(WHAT IS NEEDED)
In your reply, reproduce every line of the data without any alteration.

Natural language region descriptions:

# # # #

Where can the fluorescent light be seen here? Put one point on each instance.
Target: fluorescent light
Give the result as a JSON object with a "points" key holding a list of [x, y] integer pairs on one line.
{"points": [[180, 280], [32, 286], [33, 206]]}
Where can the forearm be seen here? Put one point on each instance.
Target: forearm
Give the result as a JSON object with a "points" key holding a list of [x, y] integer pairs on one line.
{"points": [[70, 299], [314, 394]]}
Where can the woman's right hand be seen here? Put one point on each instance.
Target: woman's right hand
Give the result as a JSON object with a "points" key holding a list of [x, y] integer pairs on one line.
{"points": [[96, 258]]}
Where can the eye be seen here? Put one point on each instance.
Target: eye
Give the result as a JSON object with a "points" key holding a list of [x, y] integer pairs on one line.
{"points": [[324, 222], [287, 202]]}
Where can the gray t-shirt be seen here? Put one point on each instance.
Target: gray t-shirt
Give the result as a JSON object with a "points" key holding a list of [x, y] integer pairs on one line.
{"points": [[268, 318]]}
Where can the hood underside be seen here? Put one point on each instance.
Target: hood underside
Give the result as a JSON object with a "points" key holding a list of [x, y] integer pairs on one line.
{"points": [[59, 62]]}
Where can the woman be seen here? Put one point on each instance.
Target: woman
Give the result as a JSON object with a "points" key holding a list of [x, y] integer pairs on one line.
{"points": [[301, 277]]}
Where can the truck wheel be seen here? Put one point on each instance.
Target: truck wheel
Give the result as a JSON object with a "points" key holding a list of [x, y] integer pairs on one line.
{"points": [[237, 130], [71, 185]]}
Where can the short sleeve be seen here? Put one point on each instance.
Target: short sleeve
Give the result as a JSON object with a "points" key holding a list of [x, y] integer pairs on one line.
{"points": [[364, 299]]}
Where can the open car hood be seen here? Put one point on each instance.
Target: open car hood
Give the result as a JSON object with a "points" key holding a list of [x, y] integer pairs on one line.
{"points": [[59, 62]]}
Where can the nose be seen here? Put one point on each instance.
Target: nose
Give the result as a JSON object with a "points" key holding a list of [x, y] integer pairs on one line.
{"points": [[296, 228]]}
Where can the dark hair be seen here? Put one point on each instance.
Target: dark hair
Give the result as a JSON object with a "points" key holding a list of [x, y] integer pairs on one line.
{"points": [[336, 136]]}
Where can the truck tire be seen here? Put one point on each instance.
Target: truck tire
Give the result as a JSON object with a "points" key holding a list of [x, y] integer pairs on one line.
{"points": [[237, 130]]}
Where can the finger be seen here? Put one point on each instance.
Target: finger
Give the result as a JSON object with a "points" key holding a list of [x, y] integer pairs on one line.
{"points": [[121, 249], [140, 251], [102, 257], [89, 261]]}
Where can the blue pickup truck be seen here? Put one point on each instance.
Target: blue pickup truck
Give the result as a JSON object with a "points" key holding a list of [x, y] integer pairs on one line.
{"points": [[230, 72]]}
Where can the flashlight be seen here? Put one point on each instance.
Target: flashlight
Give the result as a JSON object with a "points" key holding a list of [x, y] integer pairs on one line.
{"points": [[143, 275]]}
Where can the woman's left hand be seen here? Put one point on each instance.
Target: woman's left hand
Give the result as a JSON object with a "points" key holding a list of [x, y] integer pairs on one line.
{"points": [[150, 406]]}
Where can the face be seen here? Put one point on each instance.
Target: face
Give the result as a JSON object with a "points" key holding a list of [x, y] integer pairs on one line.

# # # #

(RESULT OF THE TASK)
Where can the fluorescent light be seen here? Put one point on each instance.
Target: fluorescent light
Give the result as a JSON object with a "points" key holding a list of [x, y] integer pairs on one line.
{"points": [[180, 280], [32, 286], [33, 206]]}
Where can the forearm be seen here? Put one point on each instance.
Target: forearm
Give the result as a JSON object with a "points" key holding a list of [x, y] integer pairs on one line.
{"points": [[70, 299], [314, 394]]}
Where can the woman's right hand be seen here? Put one point on each instance.
Target: woman's right hand
Give the result as a JSON object with a "points" key holding a list of [x, y] integer pairs on one line.
{"points": [[96, 258]]}
Where can the eye be seen here? Put one point on each instance.
Target: eye
Give the result as a JSON object with a "points" key holding a list of [x, y] integer pairs on one line.
{"points": [[324, 222], [287, 202]]}
Where can the gray t-shirt be seen here? Put one point on each instance.
Target: gray t-shirt
Give the result as a JSON object with a "points" key holding a list of [x, y] integer pairs on one line.
{"points": [[268, 318]]}
Where can the hood underside be seen here? Put one point on each instance.
Target: hood underside
Give the result as a JSON object with a "points" key holding a list of [x, y] integer pairs on one line.
{"points": [[59, 62]]}
Where can the woman be seen here? Put one point on each instance.
Target: woman
Give the result as a JSON object with a "points" key holding a list of [x, y] integer pairs on one line.
{"points": [[301, 277]]}
Where can the truck wheel be seen here? Put one point on each instance.
Target: truck wheel
Give the result as a JSON object with a "points" key holding a list of [x, y] integer pairs on one line.
{"points": [[237, 130], [71, 185]]}
Where can the short sleeve be seen here? Put one point on each instance.
Target: short sleeve
Give the result as a JSON object with a "points" key holding a list of [x, y] integer pairs on one line.
{"points": [[364, 299]]}
Where can the open car hood be seen here? Put one point on each instance.
Target: open car hood
Give the result as a JSON object with a "points" key holding a list of [x, y] integer pairs on one line.
{"points": [[59, 62]]}
Where can the nose be seen here? Put one point on each instance.
Target: nose
Give the result as a JSON object with a "points" key holding a list of [x, y] integer pairs on one line.
{"points": [[296, 228]]}
Where can the dark hair be seen here? Put one point on each instance.
Target: dark hair
Give the result as a JSON object with a "points" key holding a list of [x, y] integer pairs on one line.
{"points": [[336, 136]]}
Where can the truck tire be seen here? Put one point on each instance.
Target: truck tire
Give the result as a JSON object with a "points" key holding a list of [x, y] integer pairs on one line.
{"points": [[237, 130]]}
Where can the finger be seen here? Put one point on each instance.
Target: finger
Give the result as a JSON object with a "points" key holding a list of [x, y] integer pairs on one line.
{"points": [[121, 249], [140, 251], [102, 257], [89, 261]]}
Where can the blue pickup truck be seen here? Put one point on each instance.
Target: blue pickup truck
Give the result as a JSON object with a "points" key holding a list of [x, y] integer pairs on one line.
{"points": [[230, 72]]}
Where can the flashlight be seen here? Put one point on each instance.
Target: flashlight
Give the result as a JSON object with a "points" key holding a list of [x, y] integer pairs on one line.
{"points": [[143, 275]]}
Where can the woman's left hand be seen here? Put one point on each instance.
Target: woman's left hand
Give the result as a JSON object with a "points" key holding a list of [x, y] integer pairs on one line.
{"points": [[150, 406]]}
Where can the face be seen here? Put one point on each instance.
Target: face
Give the result as a JSON object with a "points" key holding a list of [x, y] integer pairs on one line.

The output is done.